◆ About this exercise ◆
Repeat the listing below in full, keeping each word as given.

(Material to process)

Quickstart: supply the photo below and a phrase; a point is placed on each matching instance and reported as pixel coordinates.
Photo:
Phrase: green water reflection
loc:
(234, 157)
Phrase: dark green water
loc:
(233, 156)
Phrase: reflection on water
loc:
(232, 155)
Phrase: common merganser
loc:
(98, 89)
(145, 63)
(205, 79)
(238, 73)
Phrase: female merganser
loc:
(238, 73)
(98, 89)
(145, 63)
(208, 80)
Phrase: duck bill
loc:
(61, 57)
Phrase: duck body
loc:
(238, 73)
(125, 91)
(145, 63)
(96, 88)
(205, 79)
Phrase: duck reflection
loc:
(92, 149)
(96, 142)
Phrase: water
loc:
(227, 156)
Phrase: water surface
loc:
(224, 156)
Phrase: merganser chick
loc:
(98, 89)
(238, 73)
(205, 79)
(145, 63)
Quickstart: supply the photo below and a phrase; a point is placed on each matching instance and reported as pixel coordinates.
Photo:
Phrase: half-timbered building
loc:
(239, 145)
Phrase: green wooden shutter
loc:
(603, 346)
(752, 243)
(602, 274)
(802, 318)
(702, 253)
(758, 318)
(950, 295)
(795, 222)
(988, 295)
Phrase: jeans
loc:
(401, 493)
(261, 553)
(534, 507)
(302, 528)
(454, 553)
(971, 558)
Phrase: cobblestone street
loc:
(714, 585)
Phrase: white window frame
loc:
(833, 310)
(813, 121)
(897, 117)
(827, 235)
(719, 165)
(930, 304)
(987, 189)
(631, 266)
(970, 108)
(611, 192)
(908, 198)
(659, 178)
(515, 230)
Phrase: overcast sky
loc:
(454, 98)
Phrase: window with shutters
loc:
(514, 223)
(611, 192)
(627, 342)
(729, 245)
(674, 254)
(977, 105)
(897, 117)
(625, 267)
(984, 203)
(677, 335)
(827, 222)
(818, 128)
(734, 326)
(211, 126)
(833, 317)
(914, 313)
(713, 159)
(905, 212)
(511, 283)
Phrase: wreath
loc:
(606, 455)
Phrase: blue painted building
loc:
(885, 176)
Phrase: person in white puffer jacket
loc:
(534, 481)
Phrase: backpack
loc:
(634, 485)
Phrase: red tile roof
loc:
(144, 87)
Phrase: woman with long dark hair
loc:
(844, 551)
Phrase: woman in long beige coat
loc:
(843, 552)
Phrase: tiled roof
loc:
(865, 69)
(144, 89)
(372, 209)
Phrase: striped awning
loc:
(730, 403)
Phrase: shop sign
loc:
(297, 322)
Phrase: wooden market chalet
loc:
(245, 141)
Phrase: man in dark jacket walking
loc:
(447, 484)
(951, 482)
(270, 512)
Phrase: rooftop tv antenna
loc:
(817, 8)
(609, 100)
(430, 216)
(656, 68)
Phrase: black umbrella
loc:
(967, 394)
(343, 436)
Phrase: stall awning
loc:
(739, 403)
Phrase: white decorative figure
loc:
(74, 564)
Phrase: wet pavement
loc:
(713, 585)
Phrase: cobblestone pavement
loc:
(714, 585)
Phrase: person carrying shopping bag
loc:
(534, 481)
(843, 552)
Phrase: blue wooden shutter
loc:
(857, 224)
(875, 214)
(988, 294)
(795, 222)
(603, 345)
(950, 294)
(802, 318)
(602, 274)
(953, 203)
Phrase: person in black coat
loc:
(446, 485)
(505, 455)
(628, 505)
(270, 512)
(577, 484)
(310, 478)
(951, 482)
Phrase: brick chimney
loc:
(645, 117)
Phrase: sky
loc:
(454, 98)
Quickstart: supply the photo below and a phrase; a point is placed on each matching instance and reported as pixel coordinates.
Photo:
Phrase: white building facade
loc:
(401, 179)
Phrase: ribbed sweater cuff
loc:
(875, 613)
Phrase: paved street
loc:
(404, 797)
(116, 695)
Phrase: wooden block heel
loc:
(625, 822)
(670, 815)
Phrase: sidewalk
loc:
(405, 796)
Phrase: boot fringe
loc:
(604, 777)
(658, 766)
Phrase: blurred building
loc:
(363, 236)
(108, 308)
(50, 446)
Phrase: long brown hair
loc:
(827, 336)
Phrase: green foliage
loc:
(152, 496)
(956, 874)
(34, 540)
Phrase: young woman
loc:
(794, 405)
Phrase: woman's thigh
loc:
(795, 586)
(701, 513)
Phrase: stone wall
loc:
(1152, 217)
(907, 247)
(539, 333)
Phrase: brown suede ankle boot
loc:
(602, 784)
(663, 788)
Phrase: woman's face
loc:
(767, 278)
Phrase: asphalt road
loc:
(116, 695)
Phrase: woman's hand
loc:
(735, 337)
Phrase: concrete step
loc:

(End Material to process)

◆ Result for this exercise ◆
Quickstart: supply the photo below and a phrase; a point is placed on each matching instance and reported as pixel coordinates.
Photo:
Phrase: green water reflection
loc:
(234, 157)
Phrase: dark green water
loc:
(233, 156)
Phrase: reflection on water
loc:
(232, 155)
Phrase: common merganser
loc:
(98, 89)
(145, 63)
(205, 79)
(238, 73)
Phrase: female merganser
loc:
(238, 73)
(98, 89)
(145, 63)
(208, 80)
Phrase: duck bill
loc:
(61, 57)
Phrase: duck body
loc:
(238, 73)
(125, 91)
(145, 63)
(96, 88)
(205, 79)
Phrase: duck reflection
loc:
(92, 149)
(96, 142)
Phrase: water
loc:
(227, 156)
Phrase: water surface
loc:
(224, 156)
Phrase: merganser chick
loc:
(98, 89)
(238, 73)
(205, 79)
(145, 63)
Quickstart: supply the photo below and a phrase; a point is placed on each matching instance and reported as pixel coordinates.
Photo:
Phrase: half-timbered building
loc:
(239, 145)
Phrase: green wooden shutter
loc:
(603, 346)
(752, 243)
(602, 274)
(802, 318)
(702, 253)
(758, 318)
(950, 295)
(795, 222)
(988, 295)
Phrase: jeans
loc:
(401, 493)
(261, 553)
(534, 507)
(302, 528)
(454, 553)
(971, 558)
Phrase: cobblestone street
loc:
(714, 585)
Phrase: white window frame
loc:
(833, 310)
(813, 121)
(897, 117)
(827, 235)
(719, 165)
(930, 304)
(987, 189)
(631, 266)
(970, 108)
(611, 192)
(908, 198)
(659, 178)
(515, 230)
Phrase: overcast sky
loc:
(454, 98)
Phrase: window with shutters
loc:
(514, 223)
(611, 192)
(627, 342)
(729, 245)
(674, 254)
(977, 105)
(897, 117)
(625, 267)
(984, 203)
(677, 335)
(827, 222)
(818, 128)
(734, 326)
(211, 126)
(833, 317)
(914, 313)
(713, 159)
(905, 212)
(511, 283)
Phrase: wreath
loc:
(606, 455)
Phrase: blue painted building
loc:
(885, 176)
Phrase: person in white puffer jacket
loc:
(534, 481)
Phrase: backpack
loc:
(634, 485)
Phrase: red tile roof
loc:
(144, 87)
Phrase: woman with long dark hair
loc:
(844, 551)
Phrase: woman in long beige coat
loc:
(843, 552)
Phrase: tiled roof
loc:
(865, 69)
(144, 89)
(372, 209)
Phrase: striped awning
loc:
(730, 403)
Phrase: shop sign
loc:
(297, 322)
Phrase: wooden market chalet
loc:
(245, 141)
Phrase: man in dark jacket walking
loc:
(447, 484)
(951, 482)
(270, 512)
Phrase: rooftop tv antenna
loc:
(817, 8)
(609, 100)
(430, 216)
(656, 68)
Phrase: black umbrella
loc:
(967, 394)
(343, 436)
Phrase: stall awning
loc:
(739, 403)
Phrase: white decorative figure
loc:
(74, 564)
Phrase: wet pavement
loc:
(713, 585)
Phrase: cobblestone pavement
loc:
(714, 585)
Phrase: person carrying shopping bag
loc:
(534, 481)
(843, 552)
Phrase: blue wooden shutter
loc:
(857, 224)
(875, 214)
(988, 294)
(795, 222)
(603, 345)
(950, 294)
(802, 318)
(602, 274)
(953, 203)
Phrase: person in black coat
loc:
(446, 485)
(505, 455)
(628, 505)
(270, 512)
(577, 484)
(310, 478)
(951, 482)
Phrase: brick chimney
loc:
(645, 117)
Phrase: sky
loc:
(454, 98)
Quickstart: supply the photo below and a phrase; a point is placed on each matching instance and reported as pixel coordinates.
Photo:
Phrase: white building facade
loc:
(401, 179)
Phrase: ribbed sweater cuff
loc:
(875, 613)
Phrase: paved street
loc:
(404, 797)
(116, 695)
Phrase: wooden block heel
loc:
(625, 822)
(670, 815)
Phrase: sidewalk
loc:
(405, 796)
Phrase: boot fringe
loc:
(604, 777)
(658, 766)
Phrase: blurred building
loc:
(363, 236)
(108, 308)
(50, 446)
Phrase: long brown hair
loc:
(827, 336)
Phrase: green foliage
loc:
(152, 496)
(956, 874)
(34, 540)
Phrase: young woman
loc:
(794, 405)
Phrase: woman's thigh
loc:
(795, 586)
(701, 513)
Phrase: stone wall
loc:
(1152, 217)
(907, 247)
(539, 333)
Phrase: brown suede ankle boot
loc:
(602, 784)
(663, 788)
Phrase: woman's face
loc:
(767, 278)
Phrase: asphalt road
loc:
(116, 695)
Phrase: woman's hand
loc:
(735, 337)
Phrase: concrete step
loc:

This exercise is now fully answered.